TEXT BLOCK>
---
Sadly, there have been cases in Australia of seafarers not getting access to medical care. These include a seafarer with an injury to his ankle, and another who desperately needed to see a dentist. Both seafarers were forced to leave the country without access to medical care.
The situation continues to worsen with some governments continuing to make the situation ever-worse. The International Chamber of Shipping has launched a global study into refusal of medical care for seafarers.
Shipping Australia will be taking part in the research and will be contacting members soon.
Australia is firmly obliged to provide medical services to seafarers under the Maritime Labour Convention.
Australia is a member of the World Health Organization (WHO) and is therefore also bound by the International Health Regulations 2005 which generally entered into force in 2007.
---
INFORMATION SHOWN>
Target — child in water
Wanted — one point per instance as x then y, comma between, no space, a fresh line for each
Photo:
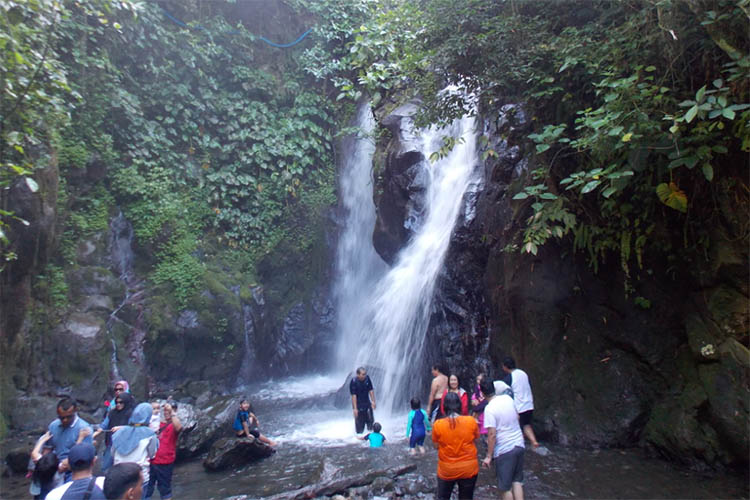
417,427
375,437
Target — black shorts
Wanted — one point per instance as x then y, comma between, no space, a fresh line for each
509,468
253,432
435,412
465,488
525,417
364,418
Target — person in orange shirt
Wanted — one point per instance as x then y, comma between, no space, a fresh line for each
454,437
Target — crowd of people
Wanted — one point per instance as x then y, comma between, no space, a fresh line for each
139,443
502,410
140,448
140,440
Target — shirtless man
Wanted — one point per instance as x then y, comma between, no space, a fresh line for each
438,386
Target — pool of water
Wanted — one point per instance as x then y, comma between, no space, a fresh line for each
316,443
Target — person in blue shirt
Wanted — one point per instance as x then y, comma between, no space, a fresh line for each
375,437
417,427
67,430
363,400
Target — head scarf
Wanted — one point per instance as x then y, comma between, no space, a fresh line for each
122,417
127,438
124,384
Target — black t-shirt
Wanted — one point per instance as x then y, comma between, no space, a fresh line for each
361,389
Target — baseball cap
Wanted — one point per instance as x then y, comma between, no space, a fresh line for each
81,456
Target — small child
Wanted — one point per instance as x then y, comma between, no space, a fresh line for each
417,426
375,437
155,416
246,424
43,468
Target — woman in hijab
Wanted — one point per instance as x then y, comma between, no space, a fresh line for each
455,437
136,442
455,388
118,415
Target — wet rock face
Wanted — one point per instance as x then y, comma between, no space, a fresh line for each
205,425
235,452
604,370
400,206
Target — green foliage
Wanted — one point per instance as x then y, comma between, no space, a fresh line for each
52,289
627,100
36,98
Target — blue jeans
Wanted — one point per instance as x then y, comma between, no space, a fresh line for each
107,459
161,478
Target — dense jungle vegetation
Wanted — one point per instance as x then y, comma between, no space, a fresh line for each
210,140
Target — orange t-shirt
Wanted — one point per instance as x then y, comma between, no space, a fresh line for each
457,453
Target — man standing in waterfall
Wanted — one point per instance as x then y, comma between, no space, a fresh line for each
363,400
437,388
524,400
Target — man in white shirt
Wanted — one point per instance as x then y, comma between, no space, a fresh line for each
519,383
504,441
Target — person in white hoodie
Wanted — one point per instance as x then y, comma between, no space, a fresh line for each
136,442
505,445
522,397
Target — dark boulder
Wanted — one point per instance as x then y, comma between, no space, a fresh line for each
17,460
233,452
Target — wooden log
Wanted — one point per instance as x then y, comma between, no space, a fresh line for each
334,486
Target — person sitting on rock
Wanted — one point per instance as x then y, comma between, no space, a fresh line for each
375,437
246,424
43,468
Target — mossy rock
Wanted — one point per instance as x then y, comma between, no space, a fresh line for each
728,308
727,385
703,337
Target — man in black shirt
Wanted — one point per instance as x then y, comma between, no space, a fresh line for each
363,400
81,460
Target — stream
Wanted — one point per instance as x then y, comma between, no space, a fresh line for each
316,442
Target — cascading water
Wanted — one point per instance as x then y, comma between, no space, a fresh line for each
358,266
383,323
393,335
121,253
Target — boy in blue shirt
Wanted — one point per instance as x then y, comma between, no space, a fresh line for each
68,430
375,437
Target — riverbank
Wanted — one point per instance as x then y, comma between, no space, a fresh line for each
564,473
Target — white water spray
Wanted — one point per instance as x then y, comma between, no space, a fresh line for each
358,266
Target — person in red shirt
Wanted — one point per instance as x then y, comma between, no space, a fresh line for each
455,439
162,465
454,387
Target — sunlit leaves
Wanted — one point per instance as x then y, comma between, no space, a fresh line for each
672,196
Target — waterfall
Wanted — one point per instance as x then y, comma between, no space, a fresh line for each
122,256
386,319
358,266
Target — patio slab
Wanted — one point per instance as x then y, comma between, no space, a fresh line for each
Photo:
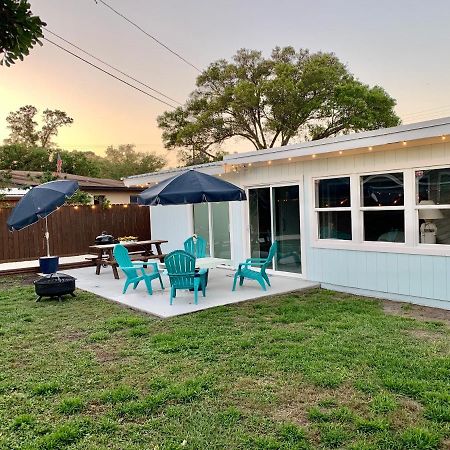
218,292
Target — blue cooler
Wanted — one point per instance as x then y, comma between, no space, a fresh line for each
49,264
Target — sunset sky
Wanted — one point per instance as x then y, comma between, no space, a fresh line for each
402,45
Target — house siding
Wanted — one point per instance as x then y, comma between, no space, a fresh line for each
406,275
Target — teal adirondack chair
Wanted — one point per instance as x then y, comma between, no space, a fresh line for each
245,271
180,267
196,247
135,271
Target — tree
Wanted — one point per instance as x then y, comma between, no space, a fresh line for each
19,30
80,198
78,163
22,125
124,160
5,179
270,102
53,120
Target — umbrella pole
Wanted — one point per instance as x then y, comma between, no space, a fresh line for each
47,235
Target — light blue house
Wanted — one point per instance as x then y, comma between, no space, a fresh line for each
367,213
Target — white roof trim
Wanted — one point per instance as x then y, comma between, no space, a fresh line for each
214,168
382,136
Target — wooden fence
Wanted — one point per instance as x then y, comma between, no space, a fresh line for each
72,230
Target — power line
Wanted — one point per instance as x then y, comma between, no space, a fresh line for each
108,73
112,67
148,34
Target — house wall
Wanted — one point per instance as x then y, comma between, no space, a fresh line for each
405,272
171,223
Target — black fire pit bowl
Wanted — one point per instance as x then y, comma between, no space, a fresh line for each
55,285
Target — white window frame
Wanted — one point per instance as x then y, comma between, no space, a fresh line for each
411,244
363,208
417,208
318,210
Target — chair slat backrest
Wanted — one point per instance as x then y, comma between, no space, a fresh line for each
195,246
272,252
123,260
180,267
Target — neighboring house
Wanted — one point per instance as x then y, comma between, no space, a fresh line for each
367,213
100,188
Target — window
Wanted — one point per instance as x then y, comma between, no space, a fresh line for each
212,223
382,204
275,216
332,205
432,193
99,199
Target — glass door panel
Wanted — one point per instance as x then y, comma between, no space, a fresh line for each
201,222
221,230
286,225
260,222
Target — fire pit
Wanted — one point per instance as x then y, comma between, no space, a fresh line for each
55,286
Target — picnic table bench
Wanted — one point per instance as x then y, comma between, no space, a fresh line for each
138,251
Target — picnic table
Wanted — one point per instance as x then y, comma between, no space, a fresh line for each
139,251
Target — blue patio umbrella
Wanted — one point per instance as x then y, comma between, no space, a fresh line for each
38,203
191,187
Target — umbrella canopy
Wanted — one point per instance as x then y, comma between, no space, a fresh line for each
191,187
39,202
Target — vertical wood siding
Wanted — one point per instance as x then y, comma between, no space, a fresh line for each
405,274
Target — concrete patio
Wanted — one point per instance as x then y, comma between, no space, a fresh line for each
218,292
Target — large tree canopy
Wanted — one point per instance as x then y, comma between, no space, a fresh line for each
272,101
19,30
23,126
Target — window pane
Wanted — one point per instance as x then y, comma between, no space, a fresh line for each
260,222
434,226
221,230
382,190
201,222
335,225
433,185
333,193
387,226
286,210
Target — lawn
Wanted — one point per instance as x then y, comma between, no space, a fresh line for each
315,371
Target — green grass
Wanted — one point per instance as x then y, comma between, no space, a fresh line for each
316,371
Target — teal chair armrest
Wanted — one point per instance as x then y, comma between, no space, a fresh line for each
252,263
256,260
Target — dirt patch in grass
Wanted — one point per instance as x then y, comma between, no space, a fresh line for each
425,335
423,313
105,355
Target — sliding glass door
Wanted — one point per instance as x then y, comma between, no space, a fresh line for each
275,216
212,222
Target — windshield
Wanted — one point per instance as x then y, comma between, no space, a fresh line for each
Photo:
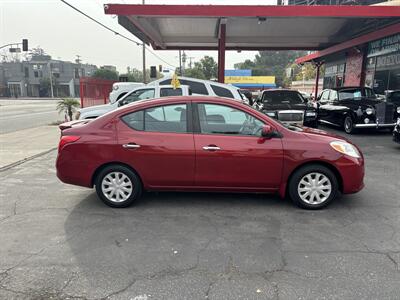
---
ACTIVITIES>
a) From the passage on seafarers' access to medical care, extract the part that opens with the words containing "Sadly, there have" and closes with "care for seafarers.".
b) Write the next part of the passage on seafarers' access to medical care, picking up after its final sentence.

ANSWERS FOR THIS EXERCISE>
a)
Sadly, there have been cases in Australia of seafarers not getting access to medical care. These include a seafarer with an injury to his ankle, and another who desperately needed to see a dentist. Both seafarers were forced to leave the country without access to medical care.
The situation continues to worsen with some governments continuing to make the situation ever-worse. The International Chamber of Shipping has launched a global study into refusal of medical care for seafarers.

b)
Annex 1A and 1B of the Regulations impose duties on countries to provide access to an appropriate medical service so as to allow the prompt assessment and care of ill travellers. They also require the provision of access to equipment and personnel for the transport of ill travellers to an appropriate medical facility; and for countries to provide an assessment of, and care for, affected travellers by establishing arrangements with local medical facilities for their isolation, treatment and other support facilities and services that may be required.
In Australia, section 4(b) of the Commonwealth’s Biosecurity Act 2015 says that one of the objects of the Act is to give effect to Australia’s international obligations under the International Health Regulations.